Scan the data for "robot" and copy the lines it appears in.

Start of Provided data

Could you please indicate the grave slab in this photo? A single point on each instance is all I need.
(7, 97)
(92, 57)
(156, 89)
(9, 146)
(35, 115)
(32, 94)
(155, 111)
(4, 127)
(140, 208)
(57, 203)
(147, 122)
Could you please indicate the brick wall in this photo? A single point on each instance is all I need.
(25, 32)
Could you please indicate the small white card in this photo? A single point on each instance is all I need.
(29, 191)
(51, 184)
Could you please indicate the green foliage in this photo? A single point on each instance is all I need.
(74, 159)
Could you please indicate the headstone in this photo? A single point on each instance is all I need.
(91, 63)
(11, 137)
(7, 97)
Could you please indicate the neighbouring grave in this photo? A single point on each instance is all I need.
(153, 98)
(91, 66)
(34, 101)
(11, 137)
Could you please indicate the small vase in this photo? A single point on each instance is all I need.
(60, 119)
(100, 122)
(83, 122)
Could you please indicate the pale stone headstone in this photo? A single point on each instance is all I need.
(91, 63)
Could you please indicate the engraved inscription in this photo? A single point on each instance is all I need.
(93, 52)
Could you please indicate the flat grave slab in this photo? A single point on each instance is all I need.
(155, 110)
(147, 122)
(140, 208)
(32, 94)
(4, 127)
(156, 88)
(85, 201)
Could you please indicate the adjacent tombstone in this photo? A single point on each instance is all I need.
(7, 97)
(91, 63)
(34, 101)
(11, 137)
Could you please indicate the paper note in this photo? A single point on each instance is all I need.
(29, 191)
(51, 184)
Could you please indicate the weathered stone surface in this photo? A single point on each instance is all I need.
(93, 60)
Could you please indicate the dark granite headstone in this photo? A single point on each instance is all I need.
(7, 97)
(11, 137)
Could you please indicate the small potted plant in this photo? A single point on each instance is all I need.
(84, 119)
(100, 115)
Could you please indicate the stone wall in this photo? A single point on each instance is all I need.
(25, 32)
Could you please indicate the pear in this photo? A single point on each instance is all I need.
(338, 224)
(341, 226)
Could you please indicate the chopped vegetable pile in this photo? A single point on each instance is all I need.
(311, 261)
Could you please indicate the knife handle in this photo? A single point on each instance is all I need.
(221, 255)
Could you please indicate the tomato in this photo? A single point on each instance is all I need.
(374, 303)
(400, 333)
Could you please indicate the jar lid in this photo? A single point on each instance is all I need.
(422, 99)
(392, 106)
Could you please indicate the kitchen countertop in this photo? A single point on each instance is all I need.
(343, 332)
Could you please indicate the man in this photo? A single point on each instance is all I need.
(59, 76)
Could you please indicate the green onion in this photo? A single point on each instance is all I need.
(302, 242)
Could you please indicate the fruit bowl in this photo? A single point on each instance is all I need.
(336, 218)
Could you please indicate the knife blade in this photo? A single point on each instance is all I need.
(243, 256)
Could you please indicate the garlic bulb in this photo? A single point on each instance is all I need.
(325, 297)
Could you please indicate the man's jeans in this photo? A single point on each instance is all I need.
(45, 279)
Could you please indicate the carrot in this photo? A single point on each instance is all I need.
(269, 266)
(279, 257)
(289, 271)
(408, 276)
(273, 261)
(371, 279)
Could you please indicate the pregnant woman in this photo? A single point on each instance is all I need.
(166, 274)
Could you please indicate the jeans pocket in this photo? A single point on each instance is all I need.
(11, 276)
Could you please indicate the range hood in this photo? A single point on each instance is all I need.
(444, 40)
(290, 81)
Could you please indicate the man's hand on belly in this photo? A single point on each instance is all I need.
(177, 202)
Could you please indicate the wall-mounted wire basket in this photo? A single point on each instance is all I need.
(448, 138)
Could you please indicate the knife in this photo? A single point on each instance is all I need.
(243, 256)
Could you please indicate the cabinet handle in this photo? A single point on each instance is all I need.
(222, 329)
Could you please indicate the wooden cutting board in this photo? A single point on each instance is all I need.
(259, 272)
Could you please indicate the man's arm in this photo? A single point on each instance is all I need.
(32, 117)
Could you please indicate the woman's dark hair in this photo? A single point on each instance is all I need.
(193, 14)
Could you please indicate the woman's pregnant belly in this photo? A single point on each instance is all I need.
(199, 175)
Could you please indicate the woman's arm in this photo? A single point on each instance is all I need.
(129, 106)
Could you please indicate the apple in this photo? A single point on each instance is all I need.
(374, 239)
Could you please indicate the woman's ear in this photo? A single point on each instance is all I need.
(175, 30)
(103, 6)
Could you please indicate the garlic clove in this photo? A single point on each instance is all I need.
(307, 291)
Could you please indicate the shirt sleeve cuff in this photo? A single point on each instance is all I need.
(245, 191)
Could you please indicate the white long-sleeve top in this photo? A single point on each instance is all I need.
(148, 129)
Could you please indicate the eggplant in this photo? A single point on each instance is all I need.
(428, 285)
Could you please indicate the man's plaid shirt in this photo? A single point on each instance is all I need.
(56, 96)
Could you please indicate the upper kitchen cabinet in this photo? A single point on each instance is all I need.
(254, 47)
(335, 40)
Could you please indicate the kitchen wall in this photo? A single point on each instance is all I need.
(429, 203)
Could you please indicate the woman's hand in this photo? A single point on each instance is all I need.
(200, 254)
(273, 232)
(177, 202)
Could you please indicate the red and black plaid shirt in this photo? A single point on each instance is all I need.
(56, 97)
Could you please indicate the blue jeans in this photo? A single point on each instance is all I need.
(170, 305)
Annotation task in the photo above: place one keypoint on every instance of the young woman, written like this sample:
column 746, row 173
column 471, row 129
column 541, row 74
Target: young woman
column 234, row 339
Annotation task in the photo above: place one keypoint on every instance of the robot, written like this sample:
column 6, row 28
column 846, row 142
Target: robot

End of Provided data
Start of Provided data

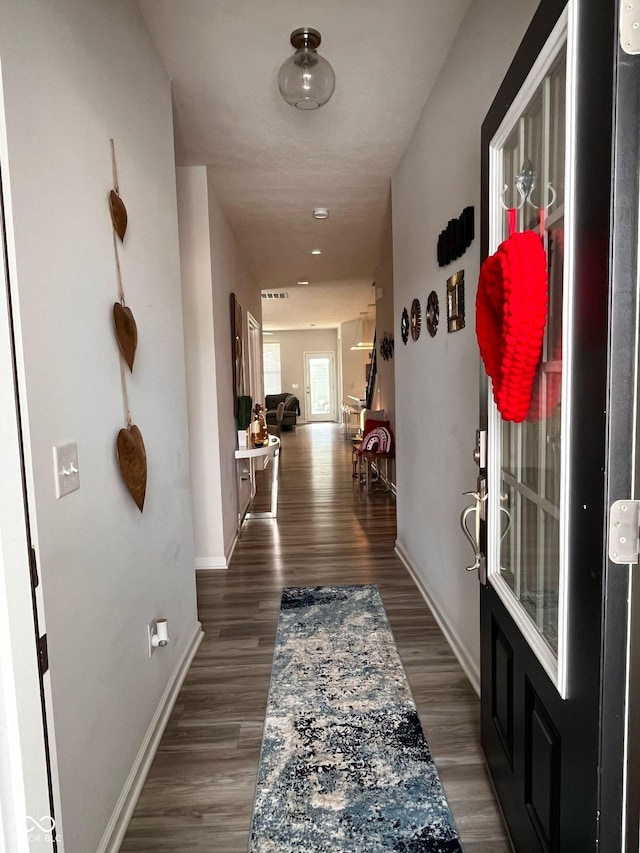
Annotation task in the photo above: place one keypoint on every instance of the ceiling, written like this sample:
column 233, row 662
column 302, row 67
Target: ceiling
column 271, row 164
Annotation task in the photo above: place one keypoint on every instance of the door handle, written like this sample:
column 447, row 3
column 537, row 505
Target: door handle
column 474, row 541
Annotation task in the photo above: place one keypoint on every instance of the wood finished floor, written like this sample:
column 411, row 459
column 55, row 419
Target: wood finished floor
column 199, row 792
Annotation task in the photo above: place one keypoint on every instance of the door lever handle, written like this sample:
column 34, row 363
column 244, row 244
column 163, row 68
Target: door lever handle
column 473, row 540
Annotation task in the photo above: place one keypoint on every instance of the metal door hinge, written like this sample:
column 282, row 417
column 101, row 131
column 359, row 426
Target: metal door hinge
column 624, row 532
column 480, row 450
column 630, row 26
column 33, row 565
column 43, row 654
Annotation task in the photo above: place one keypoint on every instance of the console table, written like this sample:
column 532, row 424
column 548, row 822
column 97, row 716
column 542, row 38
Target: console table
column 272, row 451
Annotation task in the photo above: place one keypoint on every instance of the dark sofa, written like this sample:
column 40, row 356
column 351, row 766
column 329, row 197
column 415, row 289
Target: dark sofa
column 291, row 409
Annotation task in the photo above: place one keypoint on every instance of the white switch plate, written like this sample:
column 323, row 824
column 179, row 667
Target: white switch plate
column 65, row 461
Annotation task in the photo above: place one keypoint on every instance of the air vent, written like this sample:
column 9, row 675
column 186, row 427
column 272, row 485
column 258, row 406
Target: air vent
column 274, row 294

End of Provided data

» Solved exercise:
Annotation task in the photo above: place one keypoint on every instance of the robot, written like this sample:
Target: robot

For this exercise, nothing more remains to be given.